■ WHAT YOU HAVE TO DO: Render the whole listing below as a two-column CSV with the headers input and output. Each text and its answer go in one quoted field, with line breaks replaced by spaces.

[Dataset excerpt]
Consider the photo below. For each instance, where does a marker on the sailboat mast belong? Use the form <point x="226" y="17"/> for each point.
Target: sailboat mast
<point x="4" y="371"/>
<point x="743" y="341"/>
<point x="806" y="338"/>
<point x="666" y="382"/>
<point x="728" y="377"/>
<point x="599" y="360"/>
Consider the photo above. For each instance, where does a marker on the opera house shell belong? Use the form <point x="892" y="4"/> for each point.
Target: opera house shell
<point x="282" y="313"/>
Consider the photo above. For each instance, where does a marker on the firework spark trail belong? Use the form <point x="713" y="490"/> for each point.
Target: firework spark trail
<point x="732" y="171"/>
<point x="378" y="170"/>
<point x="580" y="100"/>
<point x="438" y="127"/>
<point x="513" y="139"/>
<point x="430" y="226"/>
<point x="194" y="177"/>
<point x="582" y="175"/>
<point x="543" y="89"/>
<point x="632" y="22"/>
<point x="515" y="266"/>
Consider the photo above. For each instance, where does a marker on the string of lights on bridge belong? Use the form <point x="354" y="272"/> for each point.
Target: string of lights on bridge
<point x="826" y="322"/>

■ EXPECTED ANSWER:
input,output
"Consider the photo below. For each instance, where does a marker on the sailboat mast belong? Use the form <point x=""226"" y=""17""/> for each point. Target: sailboat mast","<point x=""4"" y=""371""/> <point x=""743"" y=""341""/> <point x=""806"" y=""338""/> <point x=""666"" y=""382""/> <point x=""728"" y=""377""/> <point x=""599"" y=""360""/>"
"Consider the photo above. For each instance, where does a marker on the opera house shell belong? Use the form <point x=""892"" y=""4""/> for each point. Target: opera house shell","<point x=""282"" y=""313""/>"
"Consider the photo above. For each instance, where does a marker on the firework spark trail belong? Use the form <point x=""713"" y=""490""/> for each point. Target: firework spark trail","<point x=""732"" y=""171""/> <point x=""378"" y=""170""/> <point x=""580"" y=""100""/> <point x=""438"" y=""127""/> <point x=""513"" y=""139""/> <point x=""430"" y=""226""/> <point x=""194"" y=""177""/> <point x=""582"" y=""175""/> <point x=""543"" y=""89""/> <point x=""632"" y=""22""/> <point x=""515"" y=""266""/>"
"Consider the photo above. For each instance, where does a marker on the string of lights on bridge belong? Use the form <point x=""354"" y=""272""/> for each point. Target: string of lights on bridge","<point x=""826"" y=""322""/>"